実施課題:
GAGとコラーゲン線維に関する記事から、「プロテオグリカンはコラーゲン」を含む箇所を起点とし、「と研究グループは述べている。」までの部分を一字も変えずに抜き出せ。

提示本文:
--*--

ヒアルロン酸やコンドロイチン硫酸、ヘパリンなどGAGに着目

弘前大学は10月26日、酸性条件下で硫酸化グリコサミノグリカンがコラーゲン線維に結合することで、耐酸性コラーゲン線維が形成されることを初めて発見したと発表した。この研究は、同大大学院医学研究科の多田羅洋太助教、須藤晋一郎助手、伊東健教授のグループによるもの。この研究成果は、「Glycobiology」の Advance articlesで公開されている。


画像はリリースより

健康な骨では骨吸収と骨形成とのバランスがとられて骨量が維持されているが、骨粗しょう症ではそのバランスが壊れ、破骨細胞による骨吸収が亢進するために骨量が減少する。破骨細胞による骨吸収ではまず、破骨細胞から放出されるプロトンにより酸性微小環境が作成。骨組織の65%を占める無機質は、この酸により溶解し骨が脱灰される。骨組織に最も多く存在する有機質はコラーゲン線維だが、破骨細胞から分泌され酸性条件下で活性化したカテプシンKによりコラーゲン線維は分解される。

プロテオグリカンはコラーゲン線維に次いで骨に多く含まれる有機質。(GAG)はプロテオグリカンの糖鎖として存在しており、枝分れのない長鎖多糖で、2糖の繰り返し構造からなる。多数の硫酸基とカルボキシ基を持つために、強く負に帯電する特徴を持つ。代表的なGAGは、ヒアルロン酸やコンドロイチン硫酸、ヘパリンなど。GAGとコラーゲンは骨の主要な成分であるにも関わらず、両者の関係はあまり注目されてこなかった。

GAGの機能をターゲットとした骨粗しょう症治療薬の開発に期待

今回、研究グループは、通常コラーゲン線維は酸性pH下に置くと変性して可溶化するが、GAG存在下ではコラーゲン線維は変性せずに線維構造を保ったままであることを発見。さらにこの耐酸性コラーゲン線維はpH4では分解を受けなかったが、pH5ではコラーゲン分解が促進。この時、GAGはコラーゲン線維に結合したままだったという。

この研究でGAGが酸性条件下でコラーゲンと結合することが示されたことから、GAGがコラーゲン線維の分解を調節する可能性が示された。また、コラーゲン線維分解におけるGAGが担う役割を明らかにすることで、骨吸収におけるコラーゲン線維の分解メカニズムが解明され、GAGの機能をターゲットとした新しい骨粗しょう症治療薬の開発につながることが期待される、と研究グループは述べている。

--*--

(領域ポインティングデータ)

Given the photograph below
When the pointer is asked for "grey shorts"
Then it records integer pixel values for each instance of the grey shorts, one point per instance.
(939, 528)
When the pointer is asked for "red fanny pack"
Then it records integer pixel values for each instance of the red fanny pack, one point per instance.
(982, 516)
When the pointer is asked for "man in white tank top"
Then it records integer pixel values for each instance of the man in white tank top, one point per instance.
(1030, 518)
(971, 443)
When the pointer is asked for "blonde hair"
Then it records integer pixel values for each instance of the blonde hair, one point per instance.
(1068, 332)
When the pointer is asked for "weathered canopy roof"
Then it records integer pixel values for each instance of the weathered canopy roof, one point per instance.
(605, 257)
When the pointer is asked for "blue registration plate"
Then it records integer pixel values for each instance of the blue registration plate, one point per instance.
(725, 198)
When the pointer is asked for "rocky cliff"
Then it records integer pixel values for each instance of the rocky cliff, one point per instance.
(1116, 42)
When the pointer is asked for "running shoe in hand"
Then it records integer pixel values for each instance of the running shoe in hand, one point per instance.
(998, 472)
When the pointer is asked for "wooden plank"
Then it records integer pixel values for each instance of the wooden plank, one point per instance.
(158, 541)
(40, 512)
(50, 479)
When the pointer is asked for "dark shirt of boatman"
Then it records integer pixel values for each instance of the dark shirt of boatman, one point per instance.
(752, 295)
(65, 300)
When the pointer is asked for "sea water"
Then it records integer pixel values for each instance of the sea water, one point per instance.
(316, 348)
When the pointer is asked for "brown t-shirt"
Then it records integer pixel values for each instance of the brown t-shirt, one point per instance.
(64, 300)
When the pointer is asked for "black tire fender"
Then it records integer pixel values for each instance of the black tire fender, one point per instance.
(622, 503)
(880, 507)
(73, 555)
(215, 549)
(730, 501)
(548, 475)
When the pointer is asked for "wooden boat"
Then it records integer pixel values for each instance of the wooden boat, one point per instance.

--*--

解答欄:
プロテオグリカンはコラーゲン線維に次いで骨に多く含まれる有機質。(GAG)はプロテオグリカンの糖鎖として存在しており、枝分れのない長鎖多糖で、2糖の繰り返し構造からなる。多数の硫酸基とカルボキシ基を持つために、強く負に帯電する特徴を持つ。代表的なGAGは、ヒアルロン酸やコンドロイチン硫酸、ヘパリンなど。GAGとコラーゲンは骨の主要な成分であるにも関わらず、両者の関係はあまり注目されてこなかった。

GAGの機能をターゲットとした骨粗しょう症治療薬の開発に期待

今回、研究グループは、通常コラーゲン線維は酸性pH下に置くと変性して可溶化するが、GAG存在下ではコラーゲン線維は変性せずに線維構造を保ったままであることを発見。さらにこの耐酸性コラーゲン線維はpH4では分解を受けなかったが、pH5ではコラーゲン分解が促進。この時、GAGはコラーゲン線維に結合したままだったという。

この研究でGAGが酸性条件下でコラーゲンと結合することが示されたことから、GAGがコラーゲン線維の分解を調節する可能性が示された。また、コラーゲン線維分解におけるGAGが担う役割を明らかにすることで、骨吸収におけるコラーゲン線維の分解メカニズムが解明され、GAGの機能をターゲットとした新しい骨粗しょう症治療薬の開発につながることが期待される、と研究グループは述べている。